Work to do:
[1] Using the land dispute ruling, decide whether each statement agrees with it: (a) the Arbitration Board made its decision on 17th January, 1983; (b) the Land Adjudication Officer upheld the Board's decision; (c) the Land Adjudication Officer found the Nzalae area to be privately owned land. For each, give yes or no and quote the deciding words.
[2] Name every place that the land dispute ruling mentions.
[3] Pick up the land dispute ruling after its final sentence and keep writing it.

Page text:

16. It was submitted that both the adjudication officer and the Minister acted with bias against the Ex parte Applicant when they failed to consider the decision by the court at Migwani in Civil Case Number 24 of 1975. Counsel submitted that the failure by the 1st Respondent to visit the disputed land, even after taking evidence from the parties, amount to a fundamental error on the record that ought to be corrected by an order of certiorari.
Analysis and findings:
17. The evidence before this court shows that the Applicant was awarded the suit property by the Land Arbitration Board. According to the findings of the Arbitration Board, the evidence on the ground was found to be at variance with the oral evidence of the 2nd Respondent. The Arbitration Board found that what the 2nd Respondent had claimed to be boundary marks between him and the Ex parte Applicant were boundary marks between the Ex parte Applicant’s land and that of one Kimele Maingi.
18. The Arbitration Board further found that although the 2nd Respondent had claimed that his house had been destroyed, what was destroyed was not his house, but the deserted home of Musyimi Mulumbi on eviction as per the court decree given in favour of the Ex parte Applicant against the Respondent in Migwani Civil Case Number 24 of 1975. The decision of the Board was made on 17th January, 1983.
19. The Land Adjudication Officer reversed the decision of the Board. According to the Land Adjudication Officer, the decision by the Board was full of discrepancies and that it was hard to follow how the Board connected the previous court case number 24 of 1975 involving different people who had no blood connection with the Plaintiff to the claim.
20. The proceedings show that the Land Adjudication Officer did visit the land in dispute and found Nzalae area was a “no man’s land” and was common communal grazing land vested in the authority of the Kitui County Council on behalf of all the residents of Kitui.
21. Counsel for the Applicant submitted that the 2nd Respondent lodged an objection to the land Adjudication Officer vide objection number 368 of 1984 and that under the law, the objection to the adjudication officer is limited to only two aspects: the adjudication register being incorrect, and/or the adjudication register being incomplete. It was submitted that Section 26 of the Act does not grant the Adjudication Officer power, authority or jurisdiction to make a substantive finding contrary to the decision of the Adjudication Board, whose decision is final on the issue of ownership of land.
22. According to the Applicant, there was no formal objection as envisaged by Section 26(1) of the Act; that the Land Adjudication Officer proceeded to hear the case as one of claim for land and not of incorrectness or incompleteness of the adjudication register and that on that ground alone, his decision was a nullity.
23. The preamble to the Land Adjudication Act provides that it is an Act of Parliament to provide for the ascertainment and recording of rights and interests in community land, and for purposes connected therewith and purposes incidental thereto.The Act has an elaborate procedure that ought to be followed in resolving disputes during the ascertainment and recording of rights and interests in community land.

Pointing and labeling entries:
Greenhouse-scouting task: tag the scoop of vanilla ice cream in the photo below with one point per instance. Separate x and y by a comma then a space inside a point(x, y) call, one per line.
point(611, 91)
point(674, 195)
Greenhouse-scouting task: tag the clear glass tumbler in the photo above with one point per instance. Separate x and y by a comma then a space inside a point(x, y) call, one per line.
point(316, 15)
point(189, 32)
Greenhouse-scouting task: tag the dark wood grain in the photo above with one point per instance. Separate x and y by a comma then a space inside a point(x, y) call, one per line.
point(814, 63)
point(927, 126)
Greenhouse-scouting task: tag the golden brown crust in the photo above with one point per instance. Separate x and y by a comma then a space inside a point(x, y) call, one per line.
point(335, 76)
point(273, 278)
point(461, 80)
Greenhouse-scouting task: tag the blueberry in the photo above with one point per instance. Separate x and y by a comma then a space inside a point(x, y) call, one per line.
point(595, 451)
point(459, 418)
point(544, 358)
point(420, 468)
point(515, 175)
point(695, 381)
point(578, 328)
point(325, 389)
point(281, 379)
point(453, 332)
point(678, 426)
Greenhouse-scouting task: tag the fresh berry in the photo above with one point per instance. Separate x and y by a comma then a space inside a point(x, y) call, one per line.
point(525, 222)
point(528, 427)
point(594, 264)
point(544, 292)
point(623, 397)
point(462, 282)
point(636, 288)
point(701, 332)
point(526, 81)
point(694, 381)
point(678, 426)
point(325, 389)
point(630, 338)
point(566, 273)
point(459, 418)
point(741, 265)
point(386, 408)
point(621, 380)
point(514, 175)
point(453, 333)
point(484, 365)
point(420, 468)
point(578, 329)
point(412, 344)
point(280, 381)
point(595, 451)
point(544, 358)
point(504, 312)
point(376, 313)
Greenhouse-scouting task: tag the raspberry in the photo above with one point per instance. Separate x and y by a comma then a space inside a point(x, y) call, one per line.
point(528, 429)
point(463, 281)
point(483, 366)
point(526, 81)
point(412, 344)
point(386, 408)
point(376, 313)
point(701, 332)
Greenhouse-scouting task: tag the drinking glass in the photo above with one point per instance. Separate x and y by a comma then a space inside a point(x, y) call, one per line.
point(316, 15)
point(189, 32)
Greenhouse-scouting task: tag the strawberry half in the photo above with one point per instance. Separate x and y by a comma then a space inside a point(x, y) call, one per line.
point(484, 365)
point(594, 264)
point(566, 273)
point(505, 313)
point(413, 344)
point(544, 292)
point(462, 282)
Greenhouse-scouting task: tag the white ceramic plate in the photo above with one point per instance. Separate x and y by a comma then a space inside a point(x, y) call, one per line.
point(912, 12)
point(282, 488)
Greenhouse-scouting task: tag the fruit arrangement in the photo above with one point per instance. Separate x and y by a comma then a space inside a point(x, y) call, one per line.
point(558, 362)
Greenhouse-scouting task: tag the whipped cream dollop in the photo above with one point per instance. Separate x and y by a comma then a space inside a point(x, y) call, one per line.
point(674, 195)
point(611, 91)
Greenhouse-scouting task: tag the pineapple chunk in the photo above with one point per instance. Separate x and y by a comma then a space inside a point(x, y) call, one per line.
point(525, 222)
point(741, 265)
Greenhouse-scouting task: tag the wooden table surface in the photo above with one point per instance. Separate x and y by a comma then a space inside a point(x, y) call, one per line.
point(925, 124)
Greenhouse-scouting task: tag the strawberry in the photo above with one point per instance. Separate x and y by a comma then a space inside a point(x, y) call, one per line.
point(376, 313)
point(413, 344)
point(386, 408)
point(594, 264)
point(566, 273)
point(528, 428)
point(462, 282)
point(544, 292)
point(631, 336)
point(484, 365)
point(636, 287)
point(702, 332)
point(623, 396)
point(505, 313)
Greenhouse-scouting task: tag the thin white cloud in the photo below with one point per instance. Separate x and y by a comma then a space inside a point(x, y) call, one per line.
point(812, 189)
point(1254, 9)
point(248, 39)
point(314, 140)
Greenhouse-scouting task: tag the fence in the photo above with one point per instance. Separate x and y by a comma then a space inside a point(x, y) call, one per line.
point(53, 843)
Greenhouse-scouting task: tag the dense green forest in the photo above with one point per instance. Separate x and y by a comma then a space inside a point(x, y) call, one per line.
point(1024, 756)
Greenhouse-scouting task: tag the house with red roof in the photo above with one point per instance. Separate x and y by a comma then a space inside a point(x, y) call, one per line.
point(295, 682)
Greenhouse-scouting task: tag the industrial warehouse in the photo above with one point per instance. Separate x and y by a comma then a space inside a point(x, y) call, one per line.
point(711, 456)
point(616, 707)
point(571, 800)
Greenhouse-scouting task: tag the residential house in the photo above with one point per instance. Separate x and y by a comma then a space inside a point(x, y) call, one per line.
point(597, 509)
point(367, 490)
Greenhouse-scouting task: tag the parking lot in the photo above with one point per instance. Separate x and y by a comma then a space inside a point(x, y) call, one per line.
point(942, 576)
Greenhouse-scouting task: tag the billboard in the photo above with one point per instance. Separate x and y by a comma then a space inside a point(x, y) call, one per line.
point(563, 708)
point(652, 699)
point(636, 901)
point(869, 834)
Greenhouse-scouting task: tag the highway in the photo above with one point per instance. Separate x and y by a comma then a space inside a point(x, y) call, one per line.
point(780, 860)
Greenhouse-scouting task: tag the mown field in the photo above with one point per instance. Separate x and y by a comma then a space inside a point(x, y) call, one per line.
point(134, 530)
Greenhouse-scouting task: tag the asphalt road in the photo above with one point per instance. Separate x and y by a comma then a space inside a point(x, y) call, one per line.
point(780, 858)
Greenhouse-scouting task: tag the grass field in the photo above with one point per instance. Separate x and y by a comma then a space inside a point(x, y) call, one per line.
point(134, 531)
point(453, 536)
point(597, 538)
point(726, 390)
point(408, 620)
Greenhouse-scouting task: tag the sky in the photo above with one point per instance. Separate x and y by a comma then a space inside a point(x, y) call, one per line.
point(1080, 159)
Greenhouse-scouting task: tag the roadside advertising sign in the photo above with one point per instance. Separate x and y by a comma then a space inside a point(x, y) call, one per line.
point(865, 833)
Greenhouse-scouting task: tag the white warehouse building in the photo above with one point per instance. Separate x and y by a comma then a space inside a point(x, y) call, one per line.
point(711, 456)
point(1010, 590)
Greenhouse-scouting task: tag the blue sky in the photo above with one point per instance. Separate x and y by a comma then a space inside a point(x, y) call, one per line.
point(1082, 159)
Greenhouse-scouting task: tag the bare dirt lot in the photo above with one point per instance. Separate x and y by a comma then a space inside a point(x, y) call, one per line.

Task answers:
[1]
(a) Yes: "The decision of the Board was made on 17th January, 1983."
(b) No: "The Land Adjudication Officer reversed the decision of the Board."
(c) No: "found Nzalae area was a “no man’s land” and was common communal grazing land vested in the authority of the Kitui County Council on behalf of all the residents of Kitui."

[2] Migwani, Nzalae, Kitui

[3]
24. The process of ascertaining of rights under the Act usually commences with the gazettement of an area as an adjudication section, whereafter every person who considers that he has an interest in land within that section makes a claim to the recording officer, and point out his boundaries to the demarcation officer in the manner required and within the period fixed by the notice published under Section 5 of the Act.
25. Section 19(1) of the Act provides that the recording officer shall consider all the claims made in pursuance of the notice published under Section 5 of the Act, and, after such investigation as he considers proper, shall prepare in duplicate, in accordance with Section 23 of the Act, a form in respect of every parcel shown on the demarcation map.
26. Section 19 (2) provides that if there are two or more conflicting claims to an interest in land and the recording officer is unable to resolve the conflict, he shall submit the dispute to the committee to decide. Section 19 (3) of the Act provides that the recording officer shall rectify the forms in accordance with any decision which the adjudication officer, the committee or the boardmay make in accordance with this Act.
27. The Act provides at Section 20 that the committee appointed for an adjudication section shall adjudicate upon and decide a dispute in accordance with recognized customary law any question referred to it by the demarcation officer or the recording officer. If the Committee is unable to reach a decision on a matter before it, it shall refer the matter to the Arbitration Board for a decision. The Board shall then hear and determine any matter referred to it or complaint made to it under Section 21 of the Act.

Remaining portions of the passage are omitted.